(Records from a dataset)
****************

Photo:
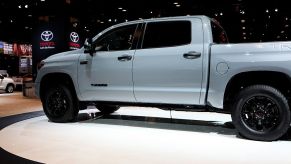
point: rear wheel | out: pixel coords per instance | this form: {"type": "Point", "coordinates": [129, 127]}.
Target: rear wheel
{"type": "Point", "coordinates": [59, 104]}
{"type": "Point", "coordinates": [9, 88]}
{"type": "Point", "coordinates": [261, 112]}
{"type": "Point", "coordinates": [107, 109]}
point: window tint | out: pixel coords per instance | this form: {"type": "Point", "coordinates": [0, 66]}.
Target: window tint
{"type": "Point", "coordinates": [218, 34]}
{"type": "Point", "coordinates": [165, 34]}
{"type": "Point", "coordinates": [120, 38]}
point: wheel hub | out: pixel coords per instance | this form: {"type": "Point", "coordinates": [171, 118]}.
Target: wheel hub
{"type": "Point", "coordinates": [260, 113]}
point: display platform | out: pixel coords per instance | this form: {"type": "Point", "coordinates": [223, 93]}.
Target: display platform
{"type": "Point", "coordinates": [136, 135]}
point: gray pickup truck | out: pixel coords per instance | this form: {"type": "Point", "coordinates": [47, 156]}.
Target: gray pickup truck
{"type": "Point", "coordinates": [177, 62]}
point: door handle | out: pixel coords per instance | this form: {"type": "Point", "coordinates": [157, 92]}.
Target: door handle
{"type": "Point", "coordinates": [124, 58]}
{"type": "Point", "coordinates": [192, 55]}
{"type": "Point", "coordinates": [84, 62]}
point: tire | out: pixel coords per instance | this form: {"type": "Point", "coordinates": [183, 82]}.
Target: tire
{"type": "Point", "coordinates": [59, 104]}
{"type": "Point", "coordinates": [107, 109]}
{"type": "Point", "coordinates": [261, 112]}
{"type": "Point", "coordinates": [9, 88]}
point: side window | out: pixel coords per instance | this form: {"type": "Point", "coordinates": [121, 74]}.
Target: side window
{"type": "Point", "coordinates": [218, 34]}
{"type": "Point", "coordinates": [120, 38]}
{"type": "Point", "coordinates": [166, 34]}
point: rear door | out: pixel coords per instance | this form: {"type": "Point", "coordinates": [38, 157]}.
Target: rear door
{"type": "Point", "coordinates": [168, 66]}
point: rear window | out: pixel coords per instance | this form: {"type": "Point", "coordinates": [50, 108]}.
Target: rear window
{"type": "Point", "coordinates": [218, 33]}
{"type": "Point", "coordinates": [167, 34]}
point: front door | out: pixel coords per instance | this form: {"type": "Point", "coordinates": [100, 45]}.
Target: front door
{"type": "Point", "coordinates": [168, 67]}
{"type": "Point", "coordinates": [107, 74]}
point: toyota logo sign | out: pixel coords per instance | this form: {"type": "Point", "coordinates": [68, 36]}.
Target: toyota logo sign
{"type": "Point", "coordinates": [47, 36]}
{"type": "Point", "coordinates": [74, 37]}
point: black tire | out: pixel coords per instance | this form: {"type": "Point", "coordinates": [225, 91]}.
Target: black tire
{"type": "Point", "coordinates": [9, 88]}
{"type": "Point", "coordinates": [59, 104]}
{"type": "Point", "coordinates": [261, 112]}
{"type": "Point", "coordinates": [107, 109]}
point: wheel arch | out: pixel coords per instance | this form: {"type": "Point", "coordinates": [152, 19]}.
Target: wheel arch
{"type": "Point", "coordinates": [278, 80]}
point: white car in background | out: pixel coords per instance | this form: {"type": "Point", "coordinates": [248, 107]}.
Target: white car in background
{"type": "Point", "coordinates": [7, 84]}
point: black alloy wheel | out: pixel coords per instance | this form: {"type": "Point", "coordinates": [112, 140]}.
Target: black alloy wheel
{"type": "Point", "coordinates": [59, 105]}
{"type": "Point", "coordinates": [261, 112]}
{"type": "Point", "coordinates": [9, 88]}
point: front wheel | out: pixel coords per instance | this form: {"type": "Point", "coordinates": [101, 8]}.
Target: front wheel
{"type": "Point", "coordinates": [261, 112]}
{"type": "Point", "coordinates": [59, 104]}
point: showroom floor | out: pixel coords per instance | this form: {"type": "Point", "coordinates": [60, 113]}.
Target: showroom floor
{"type": "Point", "coordinates": [139, 135]}
{"type": "Point", "coordinates": [15, 103]}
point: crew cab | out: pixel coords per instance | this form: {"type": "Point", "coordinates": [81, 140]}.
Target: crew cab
{"type": "Point", "coordinates": [173, 62]}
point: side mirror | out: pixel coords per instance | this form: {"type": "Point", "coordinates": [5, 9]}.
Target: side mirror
{"type": "Point", "coordinates": [88, 47]}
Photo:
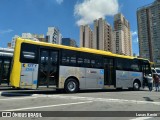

****************

REQUIRED WORK:
Please state how many lines of the records contain the string "floor", giving only the number.

SOLUTION TO THIS PROBLEM:
2